If money is an issue maybe some people could offer to help get other people here if they have a little extra room. As far as camp site fees for those who would be staying at the campground, PM me and I can discretely see what I can figure out. The sites are huge and if need be some of us can double up. I know I would have space at my site if someone needs it. 
Pay it forward. Good way to live.


----------



## HemlockNailer (Dec 22, 2000)

Anish, if the dates work for me I'll be glad to help out.


----------



## Crappie 1 (Mar 15, 2011)

Anish, what do you do book a section? Or is there a group area? How do we get our site? I have a week May 21 st and a week July 20th that I can't make it. Other than that-Lets Go!!


----------



## mfs686 (Mar 15, 2007)

Toward the end of June works for me. I can bring cooking equipment (dutch ovens, turkey broiler and pot, portable grill) I can even do up a bunch of walleye wrapped in bacon and BBQ sauce, fish fry and dessert afterwards.

TASK SET:
a) List the usernames that appear as post headings in the camping thread.
b) Print the part of the camping thread that opens with the words containing "Anish, what do" and closes with "and dessert afterwards.".
c) Carry on the camping thread from the point where it stops.
The listing after the camping thread comes from a separate source.

DATA SEGMENT:
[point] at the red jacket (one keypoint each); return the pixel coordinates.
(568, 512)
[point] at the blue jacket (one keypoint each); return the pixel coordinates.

TASK ANSWERS:
a) HemlockNailer, Crappie 1, mfs686

b)
Anish, what do you do book a section? Or is there a group area? How do we get our site? I have a week May 21 st and a week July 20th that I can't make it. Other than that-Lets Go!!


----------



## mfs686 (Mar 15, 2007)

Toward the end of June works for me. I can bring cooking equipment (dutch ovens, turkey broiler and pot, portable grill) I can even do up a bunch of walleye wrapped in bacon and BBQ sauce, fish fry and dessert afterwards.

c)
----------



## Anish (Mar 6, 2009)

Crappie 1 said:


> Anish, what do you do book a section? Or is there a group area? How do we get our site? I have a week May 21 st and a week July 20th that I can't make it. Other than that-Lets Go!!


OK, had to double check some of my facts before I went spouting information :lol:.
Here are the gory details about Reedsburg Dam State Campground:
-No entrance fee 
-Camp site is $15/night
-No vehicle permit required 
-42 sites (about 4-5 are tent only the rest can accomodate a camper)
-Boat access (no fee for launching )
-Vault toilets 
-Rustic
-First come first serve, no reservations
-Large picnic area, no charge 

So here's what I'm thinking. Obviously it's first come first serve so reservations are out. I would bet my last dollar that this is not going to be a problem. In all the years that I have been going here I have never seen this place even close to half full. Labor day weekend there were maybe 5 other families there. So, even if they took reservations I don't think we would need them. If it came down to it, I'm sure we could double up some people (1 familie per site or 4 unrelated people per site). If it really came down to it there are other campgrounds in the area that are not quite so rustic, also they are a little more expensive. I could NOT in a million years immagin that it would come to that though.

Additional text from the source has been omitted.